14.        Faktor yang Mempengaruhi Kegagalan Pemberian ASI
a.      Faktor Internal
-    Pengetahuan Orang Tua
Rendahnya pengetahuan orang tua mengenai pentingnya ASI menyebabkan banyak memberikan MPASI < 6 bulan. Umumnya banyak ibu yang beranggapan kalau anaknya kelaparan dan akan tidur nyenyak jika diberi makan. Meski tidak ada relevansinya banyak yang beranggapan ini benar. Kadang anak yang menangis terus menerus dianggap sebagai anak yang tidak kenyang. Padahal menangis bukan semata-mata tanda anak yang kelaparan. Hal ini menunjukan bahwa pengetahuan orang tua masih sangat rendah.

» **PETUNJUK TUGAS**
1. Tulis ulang bagian teks tentang kegagalan pemberian ASI mulai dari "14.        Faktor yang" sampai dengan "masih sangat rendah.", dengan mengganti "ibu" menjadi "ayah".
2. Tentukan apakah setiap pernyataan berikut sesuai dengan teks tentang kegagalan pemberian ASI, lalu jawab ya atau tidak disertai kutipan kata-kata teks yang menentukannya.
(a) Menangis selalu merupakan tanda bahwa anak kelaparan.
(b) Rendahnya pengetahuan orang tua tentang pentingnya ASI menyebabkan banyak pemberian MPASI sebelum usia enam bulan.
(c) Banyak ibu beranggapan bahwa anaknya akan tidur nyenyak jika diberi makan.
Data di bawah ini tidak digunakan sama sekali.

» **DATA YANG DISEDIAKAN**
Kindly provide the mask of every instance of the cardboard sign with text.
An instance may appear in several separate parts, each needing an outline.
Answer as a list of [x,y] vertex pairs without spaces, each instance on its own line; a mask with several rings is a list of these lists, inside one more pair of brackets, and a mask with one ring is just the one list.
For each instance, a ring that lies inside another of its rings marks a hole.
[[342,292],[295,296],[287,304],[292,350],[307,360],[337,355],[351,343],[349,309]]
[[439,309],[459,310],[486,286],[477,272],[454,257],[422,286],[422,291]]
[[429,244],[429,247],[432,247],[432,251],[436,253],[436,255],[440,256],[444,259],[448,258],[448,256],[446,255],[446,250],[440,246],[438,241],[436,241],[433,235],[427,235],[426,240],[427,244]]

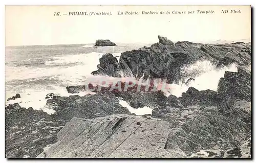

» **HASIL PER TUGAS**
1.
14.        Faktor yang Mempengaruhi Kegagalan Pemberian ASI
a.      Faktor Internal
-    Pengetahuan Orang Tua
Rendahnya pengetahuan orang tua mengenai pentingnya ASI menyebabkan banyak memberikan MPASI < 6 bulan. Umumnya banyak ayah yang beranggapan kalau anaknya kelaparan dan akan tidur nyenyak jika diberi makan. Meski tidak ada relevansinya banyak yang beranggapan ini benar. Kadang anak yang menangis terus menerus dianggap sebagai anak yang tidak kenyang. Padahal menangis bukan semata-mata tanda anak yang kelaparan. Hal ini menunjukan bahwa pengetahuan orang tua masih sangat rendah.

2.
(a) Tidak: "Padahal menangis bukan semata-mata tanda anak yang kelaparan."
(b) Ya: "Rendahnya pengetahuan orang tua mengenai pentingnya ASI menyebabkan banyak memberikan MPASI < 6 bulan."
(c) Ya: "Umumnya banyak ibu yang beranggapan kalau anaknya kelaparan dan akan tidur nyenyak jika diberi makan."